● **Work instructions**
Pull out every line in the records below that contains the word "bowl", treating uppercase and lowercase letters as different.

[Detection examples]
☆ ☆ ☆ ☆

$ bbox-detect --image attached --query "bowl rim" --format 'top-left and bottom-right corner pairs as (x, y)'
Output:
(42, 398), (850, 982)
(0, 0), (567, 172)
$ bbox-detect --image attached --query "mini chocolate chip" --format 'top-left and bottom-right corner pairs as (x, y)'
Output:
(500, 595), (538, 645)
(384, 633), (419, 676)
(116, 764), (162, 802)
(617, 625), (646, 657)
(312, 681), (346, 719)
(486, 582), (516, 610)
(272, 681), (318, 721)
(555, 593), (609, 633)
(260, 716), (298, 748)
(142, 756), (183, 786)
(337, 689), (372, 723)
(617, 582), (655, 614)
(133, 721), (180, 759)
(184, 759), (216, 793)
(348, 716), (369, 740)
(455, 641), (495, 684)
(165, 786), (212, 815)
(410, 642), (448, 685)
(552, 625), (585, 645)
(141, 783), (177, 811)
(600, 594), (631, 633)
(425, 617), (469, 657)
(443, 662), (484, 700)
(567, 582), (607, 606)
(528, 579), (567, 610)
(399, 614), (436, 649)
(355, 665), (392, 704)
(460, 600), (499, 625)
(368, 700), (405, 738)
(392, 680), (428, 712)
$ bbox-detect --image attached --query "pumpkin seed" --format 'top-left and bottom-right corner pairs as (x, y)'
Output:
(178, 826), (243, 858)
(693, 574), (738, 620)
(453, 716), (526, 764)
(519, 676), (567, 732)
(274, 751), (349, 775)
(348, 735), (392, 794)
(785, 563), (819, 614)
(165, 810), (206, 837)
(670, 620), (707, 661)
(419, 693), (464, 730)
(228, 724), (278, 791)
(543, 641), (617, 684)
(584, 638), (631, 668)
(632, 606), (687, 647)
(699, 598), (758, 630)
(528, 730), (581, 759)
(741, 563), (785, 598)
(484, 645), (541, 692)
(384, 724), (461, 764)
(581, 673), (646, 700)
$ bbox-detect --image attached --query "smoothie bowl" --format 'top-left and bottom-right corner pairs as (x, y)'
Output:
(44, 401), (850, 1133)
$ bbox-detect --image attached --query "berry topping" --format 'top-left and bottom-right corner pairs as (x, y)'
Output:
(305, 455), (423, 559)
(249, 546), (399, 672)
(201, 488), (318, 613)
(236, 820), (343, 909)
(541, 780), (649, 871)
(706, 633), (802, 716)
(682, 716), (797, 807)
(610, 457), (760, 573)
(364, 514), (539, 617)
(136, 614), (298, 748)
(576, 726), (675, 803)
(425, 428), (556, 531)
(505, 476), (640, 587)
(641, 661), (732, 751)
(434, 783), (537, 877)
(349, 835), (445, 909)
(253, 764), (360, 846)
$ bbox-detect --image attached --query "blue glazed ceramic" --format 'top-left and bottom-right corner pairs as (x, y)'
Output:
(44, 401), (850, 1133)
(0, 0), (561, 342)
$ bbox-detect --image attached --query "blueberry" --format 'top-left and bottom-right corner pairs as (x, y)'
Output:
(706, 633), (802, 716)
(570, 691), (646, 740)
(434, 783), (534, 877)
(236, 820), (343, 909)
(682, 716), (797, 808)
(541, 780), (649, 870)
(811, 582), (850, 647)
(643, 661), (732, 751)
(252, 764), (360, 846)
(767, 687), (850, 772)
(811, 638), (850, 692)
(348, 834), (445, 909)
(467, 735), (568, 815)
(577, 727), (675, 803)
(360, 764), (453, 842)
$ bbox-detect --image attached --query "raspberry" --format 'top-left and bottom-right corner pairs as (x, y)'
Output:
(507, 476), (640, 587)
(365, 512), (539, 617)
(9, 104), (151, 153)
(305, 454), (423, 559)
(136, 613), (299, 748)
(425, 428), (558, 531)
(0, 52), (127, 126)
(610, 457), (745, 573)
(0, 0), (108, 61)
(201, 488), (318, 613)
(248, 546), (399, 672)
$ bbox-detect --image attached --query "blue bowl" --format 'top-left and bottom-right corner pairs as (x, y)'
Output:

☆ ☆ ☆ ☆

● **Solution to this problem**
$ bbox-detect --image attached --query "bowl rim" --format 'top-left and bottom-right corner pairs as (x, y)'
$ bbox-detect --image attached --query "smoothie bowl" --format 'top-left and bottom-right corner pairs as (x, y)'
$ bbox-detect --image attached --query "blue bowl" --format 'top-left and bottom-right corner pairs as (x, y)'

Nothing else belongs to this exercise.